__EXTRACT TO READ__
....

Mr McCully: It is a homogenous product when it comes out of the pool.  You pay a spot price.  What suppliers do is enter into contracts directly with generators to buy ahead.  We enter into contracts with coal-fired and gas-fired power stations.  It is more difficult; renewables cannot offer that hedge because they do not know when the wind will blow.  There could be situations when the wind does not blow, and so they do not have that certainty of production.  That is a problem in the market.


Mr Flanagan: What impact has the manner in which Power NI hedges the buy-in of energy had on prices for consumers?


Mr McCully: A good example of where customers benefited was in October 2012, when we actually reduced our prices while the rest of the market pushed theirs up.  We moved opportunistically to hedge prices to the level that hedges were available.  That benefited customers by an estimated £40 million through this winter.  We had not bought any further ahead than this summer, and we were, therefore, exposed to that slightly higher underlying price of generation, which we expect to see into the future.  We continue to purchase, and that dampens the impact on customers.  Gas prices shot up by 70% in March.  If that had worked its way right through to customers, there would have been a very serious impact on electricity prices.


Mr Flanagan: Are there any examples of where your hedging strategy has failed in recent times?

....

__WRITTEN REQUEST 1__
In the transcript on electricity hedging, why can't renewable generators offer suppliers the kind of hedge that coal-fired and gas-fired stations can? Answer in one to three sentences.
__WRITTEN REQUEST 2__
Quote the transcript word for word, everything from "Mr McCully: It" down to "prices for consumers?".
Rely on the transcript alone.

Material from a labeling collection
....

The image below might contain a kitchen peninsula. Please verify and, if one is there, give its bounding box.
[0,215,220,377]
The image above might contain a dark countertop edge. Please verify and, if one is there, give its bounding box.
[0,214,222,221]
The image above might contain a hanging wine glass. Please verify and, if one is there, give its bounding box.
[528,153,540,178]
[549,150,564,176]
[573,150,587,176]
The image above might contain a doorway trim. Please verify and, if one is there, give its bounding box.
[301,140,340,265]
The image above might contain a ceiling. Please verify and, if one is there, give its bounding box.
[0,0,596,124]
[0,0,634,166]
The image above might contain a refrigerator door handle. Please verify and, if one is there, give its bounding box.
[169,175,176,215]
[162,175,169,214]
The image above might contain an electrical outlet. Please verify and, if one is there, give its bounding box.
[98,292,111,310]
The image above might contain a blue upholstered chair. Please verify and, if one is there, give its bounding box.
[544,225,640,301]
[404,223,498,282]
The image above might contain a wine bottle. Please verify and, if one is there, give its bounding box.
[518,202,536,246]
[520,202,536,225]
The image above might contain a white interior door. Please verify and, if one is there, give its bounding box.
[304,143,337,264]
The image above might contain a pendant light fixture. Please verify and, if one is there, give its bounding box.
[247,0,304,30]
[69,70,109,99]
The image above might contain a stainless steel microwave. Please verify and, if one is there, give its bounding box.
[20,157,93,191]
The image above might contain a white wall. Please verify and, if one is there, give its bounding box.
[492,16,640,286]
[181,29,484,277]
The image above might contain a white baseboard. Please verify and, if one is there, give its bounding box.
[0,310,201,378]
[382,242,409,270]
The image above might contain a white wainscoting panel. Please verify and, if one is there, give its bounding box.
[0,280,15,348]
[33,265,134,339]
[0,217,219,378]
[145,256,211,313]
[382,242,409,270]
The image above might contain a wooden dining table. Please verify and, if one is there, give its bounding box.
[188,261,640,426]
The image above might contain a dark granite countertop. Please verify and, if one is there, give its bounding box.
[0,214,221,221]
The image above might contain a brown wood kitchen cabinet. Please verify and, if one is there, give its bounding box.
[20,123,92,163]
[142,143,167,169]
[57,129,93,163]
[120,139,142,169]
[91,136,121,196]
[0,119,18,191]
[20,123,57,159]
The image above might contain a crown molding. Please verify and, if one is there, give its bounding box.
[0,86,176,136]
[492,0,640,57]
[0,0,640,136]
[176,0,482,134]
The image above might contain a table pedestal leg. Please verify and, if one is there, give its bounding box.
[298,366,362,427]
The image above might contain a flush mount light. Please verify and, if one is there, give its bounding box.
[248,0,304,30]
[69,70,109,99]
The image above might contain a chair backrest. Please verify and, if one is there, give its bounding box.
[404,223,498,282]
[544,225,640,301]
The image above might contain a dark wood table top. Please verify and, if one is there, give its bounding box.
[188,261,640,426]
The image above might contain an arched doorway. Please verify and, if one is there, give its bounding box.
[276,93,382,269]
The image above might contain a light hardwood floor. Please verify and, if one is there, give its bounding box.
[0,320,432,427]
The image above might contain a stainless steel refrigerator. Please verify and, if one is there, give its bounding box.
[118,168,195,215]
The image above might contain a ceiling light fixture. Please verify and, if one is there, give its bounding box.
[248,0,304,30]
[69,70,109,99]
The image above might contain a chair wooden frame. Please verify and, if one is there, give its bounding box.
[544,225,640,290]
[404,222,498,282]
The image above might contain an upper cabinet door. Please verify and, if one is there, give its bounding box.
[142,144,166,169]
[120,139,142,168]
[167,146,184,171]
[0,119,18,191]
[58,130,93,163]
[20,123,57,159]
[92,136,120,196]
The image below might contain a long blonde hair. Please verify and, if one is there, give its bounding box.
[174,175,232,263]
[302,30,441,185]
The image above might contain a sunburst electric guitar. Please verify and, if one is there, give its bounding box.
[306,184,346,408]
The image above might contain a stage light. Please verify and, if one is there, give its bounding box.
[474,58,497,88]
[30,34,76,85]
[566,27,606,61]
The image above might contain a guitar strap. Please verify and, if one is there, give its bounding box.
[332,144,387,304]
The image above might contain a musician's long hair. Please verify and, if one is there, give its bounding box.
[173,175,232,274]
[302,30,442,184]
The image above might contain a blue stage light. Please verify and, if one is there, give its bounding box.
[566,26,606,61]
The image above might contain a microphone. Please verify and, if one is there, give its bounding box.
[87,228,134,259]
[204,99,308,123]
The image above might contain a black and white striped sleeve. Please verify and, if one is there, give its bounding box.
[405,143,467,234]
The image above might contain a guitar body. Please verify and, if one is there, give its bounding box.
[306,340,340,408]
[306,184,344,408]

....

__EXERCISE SOLUTION 1__
Renewable generators do not know when the wind will blow. When the wind does not blow, they have no certainty of production, so they cannot offer that hedge.

__EXERCISE SOLUTION 2__
Mr McCully: It is a homogenous product when it comes out of the pool.  You pay a spot price.  What suppliers do is enter into contracts directly with generators to buy ahead.  We enter into contracts with coal-fired and gas-fired power stations.  It is more difficult; renewables cannot offer that hedge because they do not know when the wind will blow.  There could be situations when the wind does not blow, and so they do not have that certainty of production.  That is a problem in the market.


Mr Flanagan: What impact has the manner in which Power NI hedges the buy-in of energy had on prices for consumers?